►

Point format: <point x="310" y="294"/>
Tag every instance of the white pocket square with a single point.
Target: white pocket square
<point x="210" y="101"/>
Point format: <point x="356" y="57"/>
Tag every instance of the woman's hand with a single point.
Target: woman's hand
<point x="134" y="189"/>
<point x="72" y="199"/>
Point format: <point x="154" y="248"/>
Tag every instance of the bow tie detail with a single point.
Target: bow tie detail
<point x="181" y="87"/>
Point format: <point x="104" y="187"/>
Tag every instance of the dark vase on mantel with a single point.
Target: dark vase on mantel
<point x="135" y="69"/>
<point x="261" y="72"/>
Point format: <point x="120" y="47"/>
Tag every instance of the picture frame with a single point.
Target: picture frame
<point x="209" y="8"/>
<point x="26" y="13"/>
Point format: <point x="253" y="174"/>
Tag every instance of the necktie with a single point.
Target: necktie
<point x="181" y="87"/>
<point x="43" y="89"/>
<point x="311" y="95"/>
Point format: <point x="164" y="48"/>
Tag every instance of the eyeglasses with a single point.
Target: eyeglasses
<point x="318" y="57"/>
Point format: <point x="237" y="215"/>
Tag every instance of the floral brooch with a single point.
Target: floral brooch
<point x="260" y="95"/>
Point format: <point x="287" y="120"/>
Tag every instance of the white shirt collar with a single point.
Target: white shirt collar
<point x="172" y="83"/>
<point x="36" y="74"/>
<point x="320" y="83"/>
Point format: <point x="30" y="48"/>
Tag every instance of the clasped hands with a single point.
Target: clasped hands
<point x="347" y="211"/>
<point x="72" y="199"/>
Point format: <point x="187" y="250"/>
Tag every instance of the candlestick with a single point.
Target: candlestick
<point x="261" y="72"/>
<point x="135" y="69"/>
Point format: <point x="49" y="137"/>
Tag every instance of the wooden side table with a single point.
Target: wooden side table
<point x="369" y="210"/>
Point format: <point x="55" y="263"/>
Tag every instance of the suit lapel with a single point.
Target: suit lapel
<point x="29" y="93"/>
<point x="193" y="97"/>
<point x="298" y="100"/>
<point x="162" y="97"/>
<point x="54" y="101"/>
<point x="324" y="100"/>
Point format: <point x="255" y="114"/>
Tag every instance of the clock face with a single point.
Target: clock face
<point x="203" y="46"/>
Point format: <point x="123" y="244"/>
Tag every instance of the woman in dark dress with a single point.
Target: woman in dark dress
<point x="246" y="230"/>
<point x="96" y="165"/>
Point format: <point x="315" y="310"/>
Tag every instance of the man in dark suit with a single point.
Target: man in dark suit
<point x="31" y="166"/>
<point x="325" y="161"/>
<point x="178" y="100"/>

◄
►

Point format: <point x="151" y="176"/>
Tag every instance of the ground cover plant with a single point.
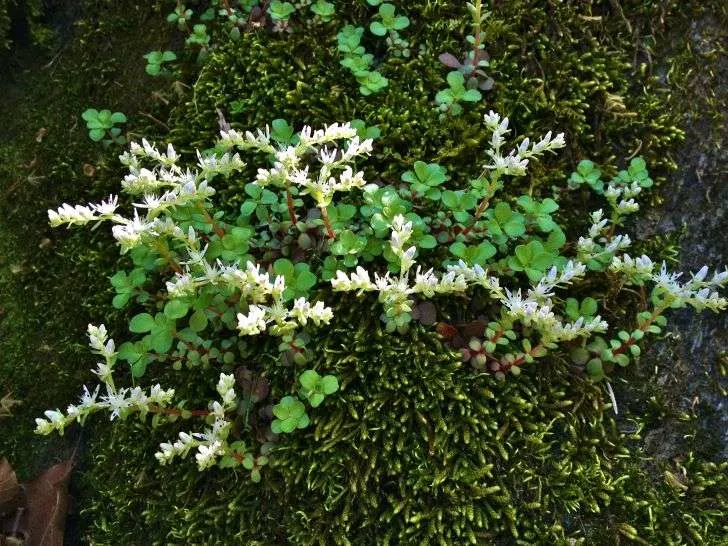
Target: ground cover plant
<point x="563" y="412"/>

◄

Copy out each line of the material above that contains the string "wooden". Case counts.

Tag every instance of the wooden side table with a single point.
Target: wooden side table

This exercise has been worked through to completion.